Task requirements —
Rename "example" to "sample" throughout the rows between the lines holding "task: provide the mask of every instance of the cup of" and "M 495 387 L", inclusive. Reproduce those lines with nothing else altered.

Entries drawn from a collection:
--- Begin ---
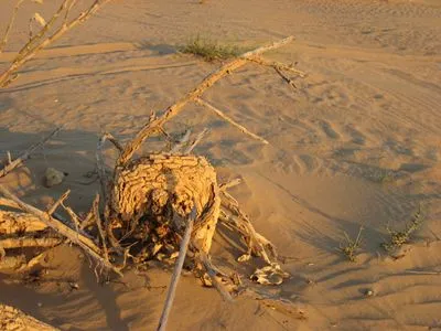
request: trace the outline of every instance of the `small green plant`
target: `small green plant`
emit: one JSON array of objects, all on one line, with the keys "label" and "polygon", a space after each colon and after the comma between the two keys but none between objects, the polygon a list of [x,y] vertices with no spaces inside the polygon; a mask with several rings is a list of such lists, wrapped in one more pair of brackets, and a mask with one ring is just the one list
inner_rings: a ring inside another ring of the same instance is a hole
[{"label": "small green plant", "polygon": [[223,45],[200,35],[191,39],[185,45],[180,46],[179,51],[201,56],[205,61],[227,60],[237,57],[243,53],[243,50],[236,45]]},{"label": "small green plant", "polygon": [[362,232],[363,232],[363,226],[359,227],[359,231],[358,231],[358,234],[357,234],[357,237],[355,238],[355,241],[353,241],[345,232],[344,233],[345,242],[340,243],[338,250],[341,253],[343,253],[343,255],[345,255],[349,261],[357,260],[356,252],[362,246]]},{"label": "small green plant", "polygon": [[412,220],[406,224],[404,231],[396,231],[390,228],[389,226],[386,226],[386,229],[390,238],[389,242],[383,243],[381,247],[389,252],[407,244],[410,239],[411,234],[416,232],[418,228],[420,228],[423,221],[424,221],[424,215],[422,213],[420,205],[418,207],[418,211],[413,214]]}]

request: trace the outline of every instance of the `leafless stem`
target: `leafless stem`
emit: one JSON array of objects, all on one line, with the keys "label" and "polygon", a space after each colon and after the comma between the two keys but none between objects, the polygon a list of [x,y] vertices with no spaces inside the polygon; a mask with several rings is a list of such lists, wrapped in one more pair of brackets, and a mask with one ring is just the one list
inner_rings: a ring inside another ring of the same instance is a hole
[{"label": "leafless stem", "polygon": [[54,137],[62,128],[56,128],[53,130],[47,137],[45,137],[42,141],[31,146],[24,153],[22,153],[19,158],[13,160],[12,162],[9,162],[2,170],[0,170],[0,178],[4,177],[8,174],[8,172],[11,172],[13,169],[19,167],[23,161],[29,159],[29,157],[40,147],[42,147],[44,143],[47,142],[52,137]]},{"label": "leafless stem", "polygon": [[243,134],[248,135],[249,137],[259,140],[260,142],[268,145],[268,140],[252,134],[251,131],[249,131],[246,127],[239,125],[237,121],[235,121],[234,119],[232,119],[230,117],[226,116],[225,113],[223,113],[222,110],[217,109],[215,106],[208,104],[207,102],[197,98],[195,99],[195,102],[202,106],[207,107],[209,110],[214,111],[217,116],[219,116],[220,118],[225,119],[227,122],[232,124],[233,126],[235,126],[236,128],[238,128]]},{"label": "leafless stem", "polygon": [[181,242],[179,258],[176,260],[176,264],[175,264],[175,267],[173,270],[172,280],[170,282],[169,291],[166,293],[164,308],[162,309],[162,314],[159,320],[159,324],[158,324],[158,329],[157,329],[158,331],[164,331],[165,327],[166,327],[166,322],[169,320],[169,314],[172,309],[174,296],[176,292],[178,281],[181,276],[182,267],[184,266],[186,250],[189,248],[190,237],[192,234],[193,223],[195,221],[195,217],[196,217],[196,209],[194,207],[191,213],[191,216],[189,217],[184,237],[182,238],[182,242]]},{"label": "leafless stem", "polygon": [[8,23],[8,26],[7,26],[7,30],[4,32],[3,39],[0,42],[0,54],[1,54],[1,52],[4,49],[4,46],[8,43],[9,33],[11,32],[12,25],[13,25],[13,23],[15,21],[15,18],[17,18],[17,13],[19,12],[20,6],[23,3],[23,1],[24,0],[17,1],[17,4],[15,4],[13,11],[12,11],[12,15],[11,15],[11,19],[10,19],[10,21]]}]

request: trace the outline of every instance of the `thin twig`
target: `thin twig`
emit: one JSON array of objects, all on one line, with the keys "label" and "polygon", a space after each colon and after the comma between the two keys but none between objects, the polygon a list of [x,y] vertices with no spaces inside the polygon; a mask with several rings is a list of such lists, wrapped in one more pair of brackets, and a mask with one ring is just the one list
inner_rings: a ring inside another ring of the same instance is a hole
[{"label": "thin twig", "polygon": [[[103,242],[103,252],[104,252],[104,258],[109,261],[109,254],[107,250],[107,244],[106,244],[106,232],[103,229],[101,225],[101,217],[99,216],[99,194],[95,196],[94,204],[93,204],[93,210],[94,210],[94,218],[96,222],[96,225],[98,227],[99,236],[101,237]],[[110,261],[109,261],[110,263]]]},{"label": "thin twig", "polygon": [[114,146],[118,149],[119,152],[122,151],[121,145],[110,134],[106,132],[101,136],[101,138],[99,138],[95,158],[96,158],[96,167],[97,167],[97,171],[98,171],[99,183],[101,185],[101,194],[103,194],[105,203],[107,203],[108,181],[107,181],[107,175],[106,175],[106,166],[105,166],[104,158],[103,158],[103,147],[104,147],[104,143],[106,142],[106,140],[109,140],[111,143],[114,143]]},{"label": "thin twig", "polygon": [[190,244],[190,237],[193,231],[193,223],[196,217],[196,207],[193,207],[193,211],[189,217],[187,225],[185,228],[184,237],[182,238],[181,246],[180,246],[180,253],[179,253],[179,258],[176,260],[176,264],[174,266],[173,275],[172,275],[172,280],[170,281],[170,287],[169,291],[166,293],[166,299],[164,303],[164,308],[162,309],[162,314],[159,320],[158,324],[158,331],[164,331],[166,327],[166,322],[169,320],[169,314],[172,309],[174,296],[176,293],[176,287],[178,287],[178,281],[181,276],[182,267],[184,266],[184,260],[186,256],[186,250],[189,248]]},{"label": "thin twig", "polygon": [[207,128],[204,128],[201,132],[197,134],[196,138],[192,141],[192,143],[184,150],[184,154],[190,154],[193,149],[204,139],[205,135],[208,132]]},{"label": "thin twig", "polygon": [[411,274],[411,275],[441,275],[441,271],[406,270],[405,274]]},{"label": "thin twig", "polygon": [[7,30],[4,32],[3,39],[0,42],[0,54],[1,54],[1,52],[3,52],[3,49],[8,43],[9,33],[11,32],[12,25],[13,25],[13,23],[15,21],[15,18],[17,18],[17,13],[19,12],[20,6],[23,3],[23,1],[24,0],[17,1],[17,4],[15,4],[13,11],[12,11],[12,15],[11,15],[11,19],[10,19],[9,24],[7,26]]},{"label": "thin twig", "polygon": [[184,136],[182,136],[182,138],[178,141],[178,143],[170,150],[170,153],[176,154],[176,153],[182,152],[182,149],[189,142],[191,134],[192,134],[191,129],[186,130]]},{"label": "thin twig", "polygon": [[64,192],[62,196],[58,197],[57,201],[47,210],[47,214],[52,215],[55,213],[56,209],[67,199],[67,196],[71,194],[71,190],[67,190]]},{"label": "thin twig", "polygon": [[288,71],[288,72],[291,72],[293,74],[297,74],[298,76],[300,76],[302,78],[306,76],[306,73],[294,68],[292,65],[287,65],[287,64],[281,63],[281,62],[268,61],[268,60],[265,60],[265,58],[262,58],[260,56],[248,57],[248,61],[249,62],[255,62],[255,63],[260,64],[260,65],[270,66],[270,67],[279,68],[279,70],[282,70],[282,71]]},{"label": "thin twig", "polygon": [[225,115],[225,113],[223,113],[222,110],[217,109],[215,106],[208,104],[207,102],[197,98],[195,99],[195,102],[202,106],[207,107],[209,110],[214,111],[215,114],[217,114],[220,118],[225,119],[227,122],[232,124],[233,126],[235,126],[236,128],[238,128],[243,134],[248,135],[249,137],[259,140],[260,142],[268,145],[268,140],[257,136],[256,134],[252,134],[251,131],[249,131],[246,127],[239,125],[237,121],[235,121],[234,119],[232,119],[230,117],[228,117],[227,115]]},{"label": "thin twig", "polygon": [[226,191],[230,188],[237,186],[241,183],[241,179],[240,178],[236,178],[227,183],[220,184],[219,185],[219,191]]},{"label": "thin twig", "polygon": [[42,141],[31,146],[24,153],[22,153],[19,158],[7,164],[2,170],[0,170],[0,178],[4,177],[8,174],[8,172],[11,172],[14,170],[17,167],[19,167],[21,163],[23,163],[25,160],[29,159],[29,157],[40,147],[42,147],[44,143],[47,142],[53,136],[55,136],[62,128],[56,128],[53,130],[47,137],[45,137]]},{"label": "thin twig", "polygon": [[121,271],[119,269],[117,269],[115,266],[112,266],[111,264],[109,264],[108,261],[106,261],[101,257],[101,255],[100,255],[101,254],[101,249],[99,249],[99,247],[96,246],[95,243],[90,238],[88,238],[88,237],[75,232],[74,229],[72,229],[67,225],[63,224],[58,220],[56,220],[56,218],[52,217],[51,215],[49,215],[46,212],[43,212],[43,211],[41,211],[41,210],[39,210],[39,209],[36,209],[36,207],[23,202],[18,196],[15,196],[13,193],[11,193],[2,184],[0,184],[0,193],[2,193],[6,197],[13,200],[20,206],[20,209],[23,210],[24,212],[26,212],[26,213],[29,213],[31,215],[35,215],[36,217],[40,218],[41,222],[46,224],[49,227],[53,228],[54,231],[56,231],[61,235],[65,236],[71,242],[77,244],[92,258],[94,258],[98,263],[103,264],[106,268],[114,270],[116,274],[118,274],[119,276],[122,277],[122,274],[121,274]]},{"label": "thin twig", "polygon": [[67,31],[89,19],[101,6],[109,1],[110,0],[95,0],[86,11],[80,12],[71,22],[64,22],[61,24],[61,26],[54,33],[52,33],[52,35],[46,35],[46,32],[49,32],[55,22],[58,21],[58,17],[63,13],[63,11],[71,10],[68,7],[69,0],[64,0],[58,10],[53,14],[51,20],[49,20],[46,25],[44,25],[42,30],[20,50],[19,55],[14,58],[10,66],[2,74],[0,74],[0,87],[8,86],[14,78],[17,71],[23,64],[34,57],[40,50],[47,47]]}]

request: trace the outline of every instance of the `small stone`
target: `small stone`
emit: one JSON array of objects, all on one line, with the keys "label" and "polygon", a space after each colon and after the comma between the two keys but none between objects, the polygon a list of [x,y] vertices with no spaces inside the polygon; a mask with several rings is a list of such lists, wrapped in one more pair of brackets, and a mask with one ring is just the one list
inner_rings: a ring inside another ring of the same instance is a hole
[{"label": "small stone", "polygon": [[46,172],[44,173],[44,185],[46,188],[58,185],[63,182],[64,177],[64,172],[61,172],[54,168],[47,168]]},{"label": "small stone", "polygon": [[366,296],[366,297],[372,297],[372,296],[374,296],[374,291],[373,291],[372,289],[367,289],[367,290],[365,291],[365,296]]}]

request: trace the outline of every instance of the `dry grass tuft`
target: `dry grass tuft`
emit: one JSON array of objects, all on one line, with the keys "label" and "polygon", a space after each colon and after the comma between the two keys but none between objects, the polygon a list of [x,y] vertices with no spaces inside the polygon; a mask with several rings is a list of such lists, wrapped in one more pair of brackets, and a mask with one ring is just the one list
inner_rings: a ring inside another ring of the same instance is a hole
[{"label": "dry grass tuft", "polygon": [[349,261],[356,261],[357,256],[356,252],[358,248],[362,246],[362,232],[363,232],[363,226],[359,227],[357,237],[355,241],[349,238],[347,233],[344,233],[345,235],[345,242],[340,244],[338,250],[345,255]]},{"label": "dry grass tuft", "polygon": [[396,231],[390,228],[389,226],[386,227],[390,238],[389,242],[383,243],[381,247],[390,252],[407,244],[412,233],[415,233],[418,228],[420,228],[422,222],[424,222],[424,214],[420,205],[418,207],[418,211],[413,214],[412,220],[406,224],[404,231]]}]

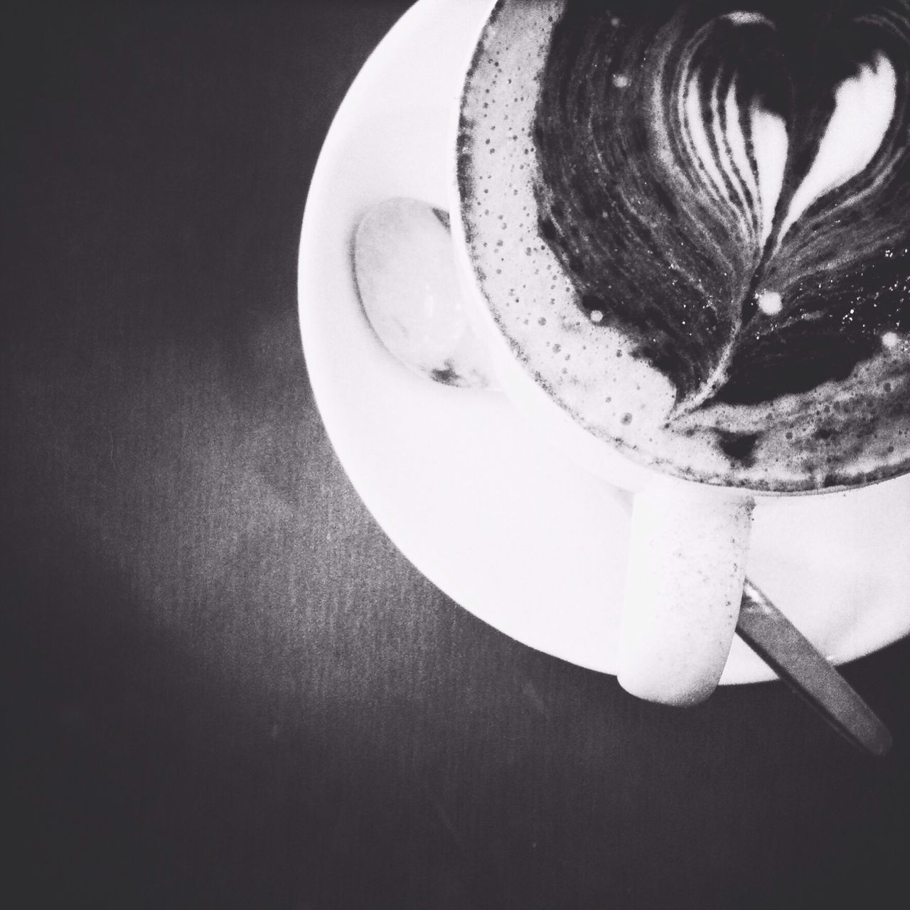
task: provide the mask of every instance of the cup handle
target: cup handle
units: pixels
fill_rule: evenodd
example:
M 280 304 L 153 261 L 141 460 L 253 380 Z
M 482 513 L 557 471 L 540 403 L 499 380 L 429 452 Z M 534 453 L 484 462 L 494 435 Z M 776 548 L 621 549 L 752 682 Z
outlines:
M 692 705 L 717 686 L 736 628 L 751 496 L 661 479 L 636 493 L 617 678 L 651 702 Z

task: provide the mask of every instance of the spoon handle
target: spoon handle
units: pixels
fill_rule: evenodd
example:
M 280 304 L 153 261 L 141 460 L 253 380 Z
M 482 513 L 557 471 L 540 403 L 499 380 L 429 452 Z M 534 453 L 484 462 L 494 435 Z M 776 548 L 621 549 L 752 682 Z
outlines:
M 891 748 L 891 733 L 833 664 L 748 580 L 736 631 L 777 675 L 838 733 L 874 755 Z

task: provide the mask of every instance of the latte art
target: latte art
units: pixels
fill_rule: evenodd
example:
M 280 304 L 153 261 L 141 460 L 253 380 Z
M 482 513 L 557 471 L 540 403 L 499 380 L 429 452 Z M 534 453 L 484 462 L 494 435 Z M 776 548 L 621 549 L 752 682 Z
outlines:
M 844 379 L 910 328 L 907 10 L 757 5 L 570 4 L 543 75 L 544 236 L 688 408 Z
M 910 467 L 910 4 L 505 0 L 460 153 L 489 309 L 592 432 L 759 490 Z

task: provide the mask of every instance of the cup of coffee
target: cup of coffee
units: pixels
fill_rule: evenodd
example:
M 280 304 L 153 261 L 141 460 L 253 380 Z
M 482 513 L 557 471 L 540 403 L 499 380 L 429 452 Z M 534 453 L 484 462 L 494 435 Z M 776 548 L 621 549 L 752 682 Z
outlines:
M 507 394 L 634 491 L 635 694 L 716 685 L 756 497 L 910 470 L 908 134 L 903 0 L 499 0 L 485 23 L 460 277 Z

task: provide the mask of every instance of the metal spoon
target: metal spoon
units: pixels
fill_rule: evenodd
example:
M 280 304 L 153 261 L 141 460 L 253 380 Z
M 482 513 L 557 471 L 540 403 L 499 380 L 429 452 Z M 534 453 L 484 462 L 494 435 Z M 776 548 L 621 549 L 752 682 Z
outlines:
M 495 387 L 459 293 L 447 213 L 407 198 L 373 207 L 354 237 L 354 270 L 370 325 L 405 366 L 446 385 Z M 875 712 L 748 580 L 736 631 L 850 743 L 887 753 L 891 734 Z

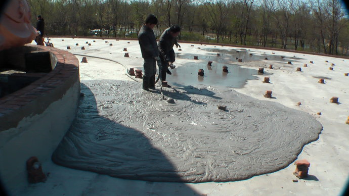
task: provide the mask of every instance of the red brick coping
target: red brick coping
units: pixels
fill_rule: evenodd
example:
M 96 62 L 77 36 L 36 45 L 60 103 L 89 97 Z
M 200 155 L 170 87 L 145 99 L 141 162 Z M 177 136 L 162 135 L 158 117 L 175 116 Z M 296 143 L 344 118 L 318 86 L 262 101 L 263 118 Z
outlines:
M 79 62 L 72 54 L 45 46 L 27 44 L 24 47 L 26 51 L 29 47 L 31 51 L 50 52 L 54 68 L 41 74 L 42 77 L 24 88 L 0 98 L 0 131 L 16 127 L 23 118 L 42 113 L 76 82 L 79 83 Z M 79 86 L 77 93 L 80 93 Z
--- End ---
Written reply —
task: provide the mask of every instance of the cup of coffee
target: cup of coffee
units: pixels
fill_rule: evenodd
sample:
M 280 304 L 153 261 L 141 460 L 253 380 Z
M 482 513 L 557 471 L 540 403 L 499 380 L 429 452 Z M 534 453 L 484 462 L 494 435 Z M 776 548 L 621 549 L 752 682 Z
outlines:
M 507 394 L 634 491 L 635 694 L 716 685 L 756 497 L 910 470 L 908 134 L 903 0 L 499 0 L 485 23 L 460 277 Z

task: provide the mask of every instance of the metal spoon
target: metal spoon
units: pixels
fill_rule: evenodd
sample:
M 280 304 L 153 261 L 141 460 L 253 380 Z
M 482 513 L 557 471 L 540 403 L 499 380 L 429 452 Z M 534 453 L 484 462 L 494 435 Z M 776 548 L 621 549 L 752 682 Z
outlines:
M 495 387 L 459 293 L 447 213 L 407 198 L 373 207 L 354 237 L 354 270 L 370 325 L 405 366 L 446 385 Z M 875 712 L 748 580 L 736 631 L 850 743 L 887 753 L 891 734 Z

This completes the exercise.